*Challenge:*
Count the lines in the records below that contain the word "metal". Reply with the number alone.

*The records:*
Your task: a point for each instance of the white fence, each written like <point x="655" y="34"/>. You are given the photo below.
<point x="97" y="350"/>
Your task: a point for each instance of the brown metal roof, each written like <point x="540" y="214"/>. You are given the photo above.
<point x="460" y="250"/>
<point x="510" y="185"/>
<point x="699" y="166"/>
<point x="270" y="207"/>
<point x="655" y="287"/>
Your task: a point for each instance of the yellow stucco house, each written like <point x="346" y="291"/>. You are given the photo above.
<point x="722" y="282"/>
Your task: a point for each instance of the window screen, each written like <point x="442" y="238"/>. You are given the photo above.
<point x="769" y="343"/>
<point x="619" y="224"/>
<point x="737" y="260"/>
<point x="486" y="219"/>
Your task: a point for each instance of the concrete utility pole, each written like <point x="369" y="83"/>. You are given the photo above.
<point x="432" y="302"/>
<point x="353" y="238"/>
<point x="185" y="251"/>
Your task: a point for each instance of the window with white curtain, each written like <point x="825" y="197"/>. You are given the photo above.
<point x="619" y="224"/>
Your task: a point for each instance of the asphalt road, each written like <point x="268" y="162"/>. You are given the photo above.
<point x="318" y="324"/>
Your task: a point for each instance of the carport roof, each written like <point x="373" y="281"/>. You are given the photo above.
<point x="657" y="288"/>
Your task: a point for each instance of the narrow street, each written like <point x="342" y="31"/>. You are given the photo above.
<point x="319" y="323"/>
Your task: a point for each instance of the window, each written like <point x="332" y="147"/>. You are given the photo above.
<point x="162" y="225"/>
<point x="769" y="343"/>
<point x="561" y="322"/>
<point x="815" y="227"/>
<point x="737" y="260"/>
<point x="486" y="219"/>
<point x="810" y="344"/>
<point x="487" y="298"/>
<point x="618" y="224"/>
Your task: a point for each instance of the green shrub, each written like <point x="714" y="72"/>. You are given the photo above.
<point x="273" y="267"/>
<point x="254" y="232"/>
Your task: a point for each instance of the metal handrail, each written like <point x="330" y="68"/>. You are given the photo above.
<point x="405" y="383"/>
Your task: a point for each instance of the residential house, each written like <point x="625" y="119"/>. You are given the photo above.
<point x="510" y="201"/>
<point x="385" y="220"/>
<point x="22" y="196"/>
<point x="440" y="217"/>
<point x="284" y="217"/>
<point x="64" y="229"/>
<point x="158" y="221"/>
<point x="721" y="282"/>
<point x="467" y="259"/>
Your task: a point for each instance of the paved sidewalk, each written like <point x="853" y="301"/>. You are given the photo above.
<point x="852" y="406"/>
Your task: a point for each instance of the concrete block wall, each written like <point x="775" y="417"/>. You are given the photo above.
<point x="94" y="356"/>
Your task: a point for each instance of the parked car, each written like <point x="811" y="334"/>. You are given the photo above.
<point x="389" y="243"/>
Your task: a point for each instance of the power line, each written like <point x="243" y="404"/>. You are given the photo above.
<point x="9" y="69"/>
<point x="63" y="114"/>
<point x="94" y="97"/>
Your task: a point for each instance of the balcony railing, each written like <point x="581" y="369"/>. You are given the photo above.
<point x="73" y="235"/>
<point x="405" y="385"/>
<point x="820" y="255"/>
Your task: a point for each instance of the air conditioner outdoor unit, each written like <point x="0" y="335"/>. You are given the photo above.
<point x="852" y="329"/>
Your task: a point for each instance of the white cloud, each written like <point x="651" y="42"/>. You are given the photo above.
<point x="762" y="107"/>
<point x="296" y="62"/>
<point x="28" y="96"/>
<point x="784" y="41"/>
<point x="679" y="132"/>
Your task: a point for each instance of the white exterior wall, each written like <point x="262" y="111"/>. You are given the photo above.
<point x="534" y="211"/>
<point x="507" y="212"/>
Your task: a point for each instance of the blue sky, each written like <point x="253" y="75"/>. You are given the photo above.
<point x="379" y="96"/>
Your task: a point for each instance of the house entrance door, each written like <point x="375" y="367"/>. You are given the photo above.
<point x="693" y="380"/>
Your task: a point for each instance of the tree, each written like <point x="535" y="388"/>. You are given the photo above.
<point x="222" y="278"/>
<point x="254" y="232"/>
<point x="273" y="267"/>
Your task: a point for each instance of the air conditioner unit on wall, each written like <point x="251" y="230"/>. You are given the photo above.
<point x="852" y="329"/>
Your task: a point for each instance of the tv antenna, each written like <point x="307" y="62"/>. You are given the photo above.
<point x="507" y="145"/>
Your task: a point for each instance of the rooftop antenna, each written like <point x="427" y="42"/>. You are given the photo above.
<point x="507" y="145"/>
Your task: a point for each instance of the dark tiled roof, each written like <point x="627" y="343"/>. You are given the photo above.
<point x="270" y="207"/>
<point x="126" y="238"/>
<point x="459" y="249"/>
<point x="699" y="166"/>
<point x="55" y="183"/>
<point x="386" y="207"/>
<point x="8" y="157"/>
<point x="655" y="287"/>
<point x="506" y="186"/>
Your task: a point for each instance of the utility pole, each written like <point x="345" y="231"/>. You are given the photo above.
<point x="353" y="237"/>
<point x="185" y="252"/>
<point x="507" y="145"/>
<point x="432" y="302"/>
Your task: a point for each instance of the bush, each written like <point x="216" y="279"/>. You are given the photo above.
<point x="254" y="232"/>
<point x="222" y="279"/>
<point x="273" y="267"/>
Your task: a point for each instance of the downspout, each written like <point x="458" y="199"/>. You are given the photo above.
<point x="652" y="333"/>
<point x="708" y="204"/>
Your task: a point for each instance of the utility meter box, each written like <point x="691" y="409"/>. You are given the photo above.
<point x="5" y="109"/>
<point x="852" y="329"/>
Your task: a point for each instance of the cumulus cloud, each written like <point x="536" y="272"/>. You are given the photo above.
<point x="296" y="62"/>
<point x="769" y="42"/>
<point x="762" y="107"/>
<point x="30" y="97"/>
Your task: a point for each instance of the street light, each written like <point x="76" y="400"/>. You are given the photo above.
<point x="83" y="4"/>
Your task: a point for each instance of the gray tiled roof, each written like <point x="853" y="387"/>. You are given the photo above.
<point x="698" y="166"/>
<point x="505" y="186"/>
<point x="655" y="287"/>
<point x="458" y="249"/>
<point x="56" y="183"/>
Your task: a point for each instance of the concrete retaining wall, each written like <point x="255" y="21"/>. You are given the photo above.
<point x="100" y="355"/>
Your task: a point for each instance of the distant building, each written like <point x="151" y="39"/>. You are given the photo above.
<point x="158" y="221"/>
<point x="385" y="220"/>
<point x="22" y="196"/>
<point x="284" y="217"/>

...

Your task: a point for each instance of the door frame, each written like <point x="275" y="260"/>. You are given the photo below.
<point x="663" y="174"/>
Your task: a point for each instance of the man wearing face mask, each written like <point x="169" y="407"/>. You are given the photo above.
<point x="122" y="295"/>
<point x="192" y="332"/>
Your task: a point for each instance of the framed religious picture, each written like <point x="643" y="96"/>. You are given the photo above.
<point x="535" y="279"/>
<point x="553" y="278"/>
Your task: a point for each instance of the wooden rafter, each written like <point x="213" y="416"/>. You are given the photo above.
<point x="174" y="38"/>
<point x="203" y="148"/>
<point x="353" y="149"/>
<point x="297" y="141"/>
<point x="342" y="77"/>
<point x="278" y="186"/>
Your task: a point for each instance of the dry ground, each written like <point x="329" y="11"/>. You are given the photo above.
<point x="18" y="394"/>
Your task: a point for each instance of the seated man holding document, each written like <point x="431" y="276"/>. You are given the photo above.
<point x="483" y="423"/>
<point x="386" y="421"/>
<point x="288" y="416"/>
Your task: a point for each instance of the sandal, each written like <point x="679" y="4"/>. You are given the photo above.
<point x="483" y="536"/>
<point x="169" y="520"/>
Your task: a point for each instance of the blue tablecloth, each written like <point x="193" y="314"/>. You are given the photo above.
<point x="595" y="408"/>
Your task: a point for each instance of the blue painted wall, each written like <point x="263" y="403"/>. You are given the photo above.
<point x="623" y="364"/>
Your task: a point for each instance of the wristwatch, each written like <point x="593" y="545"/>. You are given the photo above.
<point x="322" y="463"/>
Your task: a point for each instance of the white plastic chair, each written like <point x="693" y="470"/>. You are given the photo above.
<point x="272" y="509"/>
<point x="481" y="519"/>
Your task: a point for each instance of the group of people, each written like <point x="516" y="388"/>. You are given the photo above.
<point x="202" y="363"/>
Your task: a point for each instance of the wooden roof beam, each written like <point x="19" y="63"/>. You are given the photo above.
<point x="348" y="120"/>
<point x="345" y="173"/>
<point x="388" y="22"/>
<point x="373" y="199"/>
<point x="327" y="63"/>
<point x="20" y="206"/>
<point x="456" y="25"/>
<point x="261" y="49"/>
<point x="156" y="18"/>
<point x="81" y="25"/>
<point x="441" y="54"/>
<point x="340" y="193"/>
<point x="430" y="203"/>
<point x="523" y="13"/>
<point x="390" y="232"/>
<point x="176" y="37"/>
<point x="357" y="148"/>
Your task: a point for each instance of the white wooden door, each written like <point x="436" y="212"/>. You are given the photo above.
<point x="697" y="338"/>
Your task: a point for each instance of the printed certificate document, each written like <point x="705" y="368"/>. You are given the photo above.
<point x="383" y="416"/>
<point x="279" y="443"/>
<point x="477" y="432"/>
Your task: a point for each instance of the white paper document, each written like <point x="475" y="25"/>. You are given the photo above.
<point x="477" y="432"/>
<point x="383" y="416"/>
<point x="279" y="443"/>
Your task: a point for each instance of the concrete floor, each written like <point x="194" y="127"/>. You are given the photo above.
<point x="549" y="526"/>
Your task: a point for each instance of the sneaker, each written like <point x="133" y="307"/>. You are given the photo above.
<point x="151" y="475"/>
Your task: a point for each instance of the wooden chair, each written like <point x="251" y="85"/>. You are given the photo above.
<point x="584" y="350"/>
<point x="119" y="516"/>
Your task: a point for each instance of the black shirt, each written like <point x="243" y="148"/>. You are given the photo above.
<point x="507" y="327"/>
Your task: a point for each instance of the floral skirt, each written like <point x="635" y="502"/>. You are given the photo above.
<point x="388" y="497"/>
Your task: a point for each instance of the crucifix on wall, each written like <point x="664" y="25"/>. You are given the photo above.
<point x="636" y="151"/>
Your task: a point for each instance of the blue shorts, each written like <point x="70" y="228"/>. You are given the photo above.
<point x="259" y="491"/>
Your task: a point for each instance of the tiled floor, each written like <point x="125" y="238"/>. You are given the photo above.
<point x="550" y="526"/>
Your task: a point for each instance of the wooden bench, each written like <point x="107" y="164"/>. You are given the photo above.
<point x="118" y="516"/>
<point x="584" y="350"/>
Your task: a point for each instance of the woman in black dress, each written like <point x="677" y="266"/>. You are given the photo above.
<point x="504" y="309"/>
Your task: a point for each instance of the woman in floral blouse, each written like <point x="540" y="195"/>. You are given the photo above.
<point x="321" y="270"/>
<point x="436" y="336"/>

*Final result:*
2